ZU ERLEDIGENDE AUFGABEN ->
- A) Nennen Sie den Vertrag, den Iran laut dem Lesetext unterzeichnet hat, Israel aber nicht.
- B) Führen Sie alle Staaten, Personen und Organisationen auf, die im Lesetext mit Namen genannt werden.
- C) Schreiben Sie den Abschnitt des Lesetexts von „Der Unterschied liegt“ bis „Nahen Osten verlangt.“ wortgetreu ab.

LESETEXT ->

● ● ● ● ●

Die IAEO geht seit dem Abgang von Generaldirektor Mohamed ElBaradei gröber mit dem Iran um und umgekehrt, gleichzeitig steigt der Druck in der IAEO auf Israel, seine nuklearen Angelegenheiten in Ordnung zu bringen. So wird das jedenfalls im Nahen Osten gesehen, wo Volkes Stimme kritisiert, dass Israel als mutmaßlicher potenter Atomwaffenstaat unhinterfragt bleibt, während Iran für viel weniger abgestraft wird.

Der Unterschied liegt rechtlich natürlich darin, dass Iran als Unterzeichner des Atomwaffensperrvertrags Verpflichtungen eingegangen ist, die Israel als Nichtunterzeichner nicht hat. Die offizielle arabische Linie ist deshalb, Israel zum Beitritt zum NPT (Non-Proliferation Treaty) aufzufordern, ohne die israelischen Waffen - die Israel gemäß seiner Politik der „nuklearen Ambiguität" nicht deklariert - direkt anzusprechen. Gleichzeitig wird die Einrichtung einer atomwaffenfreien (beziehungsweise massenvernichtungswaffenfreien) Zone im Nahen Osten verlangt.

● ● ● ● ●

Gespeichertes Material

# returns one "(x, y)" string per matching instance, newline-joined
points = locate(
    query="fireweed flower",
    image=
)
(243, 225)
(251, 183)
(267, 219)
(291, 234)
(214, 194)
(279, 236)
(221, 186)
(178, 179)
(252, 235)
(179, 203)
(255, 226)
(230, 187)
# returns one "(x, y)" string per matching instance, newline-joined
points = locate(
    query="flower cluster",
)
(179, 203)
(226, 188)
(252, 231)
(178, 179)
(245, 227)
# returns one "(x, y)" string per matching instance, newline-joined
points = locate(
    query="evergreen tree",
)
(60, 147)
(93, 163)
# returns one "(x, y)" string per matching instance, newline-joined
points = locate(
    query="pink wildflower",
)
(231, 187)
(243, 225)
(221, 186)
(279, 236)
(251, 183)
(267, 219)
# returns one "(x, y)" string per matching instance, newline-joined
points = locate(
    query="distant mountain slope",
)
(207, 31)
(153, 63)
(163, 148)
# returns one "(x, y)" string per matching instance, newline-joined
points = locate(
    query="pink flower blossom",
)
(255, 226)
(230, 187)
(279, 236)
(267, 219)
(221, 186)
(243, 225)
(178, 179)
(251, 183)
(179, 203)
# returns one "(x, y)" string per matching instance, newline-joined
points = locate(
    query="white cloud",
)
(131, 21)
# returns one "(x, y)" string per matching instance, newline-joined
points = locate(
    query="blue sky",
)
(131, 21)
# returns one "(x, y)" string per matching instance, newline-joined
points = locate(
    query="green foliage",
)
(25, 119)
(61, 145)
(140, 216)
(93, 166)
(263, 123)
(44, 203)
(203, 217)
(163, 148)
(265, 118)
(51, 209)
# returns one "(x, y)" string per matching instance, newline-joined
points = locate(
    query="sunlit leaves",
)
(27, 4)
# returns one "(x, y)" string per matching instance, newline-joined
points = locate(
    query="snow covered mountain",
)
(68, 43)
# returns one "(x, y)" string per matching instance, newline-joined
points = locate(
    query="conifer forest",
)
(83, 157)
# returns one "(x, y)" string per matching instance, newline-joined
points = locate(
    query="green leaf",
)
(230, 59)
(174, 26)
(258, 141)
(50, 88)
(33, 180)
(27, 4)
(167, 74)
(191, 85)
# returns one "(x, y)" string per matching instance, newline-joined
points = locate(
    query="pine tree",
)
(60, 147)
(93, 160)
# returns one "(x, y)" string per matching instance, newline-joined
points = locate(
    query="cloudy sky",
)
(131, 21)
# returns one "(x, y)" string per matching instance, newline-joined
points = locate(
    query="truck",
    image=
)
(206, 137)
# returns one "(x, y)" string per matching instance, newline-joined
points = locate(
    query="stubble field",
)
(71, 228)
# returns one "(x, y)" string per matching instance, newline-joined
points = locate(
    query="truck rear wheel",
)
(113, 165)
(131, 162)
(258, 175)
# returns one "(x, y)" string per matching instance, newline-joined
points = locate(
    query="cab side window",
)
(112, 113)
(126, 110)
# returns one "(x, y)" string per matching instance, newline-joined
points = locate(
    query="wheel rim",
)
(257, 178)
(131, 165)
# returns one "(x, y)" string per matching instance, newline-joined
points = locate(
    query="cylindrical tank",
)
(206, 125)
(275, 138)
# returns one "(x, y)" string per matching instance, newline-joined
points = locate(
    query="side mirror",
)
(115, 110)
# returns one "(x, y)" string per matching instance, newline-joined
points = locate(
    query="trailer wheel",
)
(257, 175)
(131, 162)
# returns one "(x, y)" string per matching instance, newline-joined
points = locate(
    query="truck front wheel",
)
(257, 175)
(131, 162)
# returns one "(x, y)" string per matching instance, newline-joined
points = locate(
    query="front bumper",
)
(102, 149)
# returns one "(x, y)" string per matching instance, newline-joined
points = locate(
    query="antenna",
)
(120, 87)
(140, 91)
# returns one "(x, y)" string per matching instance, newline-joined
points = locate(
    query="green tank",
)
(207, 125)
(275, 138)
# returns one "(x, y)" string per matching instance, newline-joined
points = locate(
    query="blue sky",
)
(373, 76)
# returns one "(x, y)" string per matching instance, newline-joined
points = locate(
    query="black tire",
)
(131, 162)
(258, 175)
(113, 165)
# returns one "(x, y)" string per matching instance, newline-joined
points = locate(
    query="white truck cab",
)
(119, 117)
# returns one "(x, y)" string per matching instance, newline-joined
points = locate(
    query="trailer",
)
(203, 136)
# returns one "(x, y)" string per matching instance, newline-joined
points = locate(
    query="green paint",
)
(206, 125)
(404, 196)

● ● ● ● ●

ANTWORTEN JE AUFGABE ->
- A) Den Atomwaffensperrvertrag (NPT, Non-Proliferation Treaty).

- B) IAEO, Mohamed ElBaradei, Iran, Israel

- C)
Der Unterschied liegt rechtlich natürlich darin, dass Iran als Unterzeichner des Atomwaffensperrvertrags Verpflichtungen eingegangen ist, die Israel als Nichtunterzeichner nicht hat. Die offizielle arabische Linie ist deshalb, Israel zum Beitritt zum NPT (Non-Proliferation Treaty) aufzufordern, ohne die israelischen Waffen - die Israel gemäß seiner Politik der „nuklearen Ambiguität" nicht deklariert - direkt anzusprechen. Gleichzeitig wird die Einrichtung einer atomwaffenfreien (beziehungsweise massenvernichtungswaffenfreien) Zone im Nahen Osten verlangt.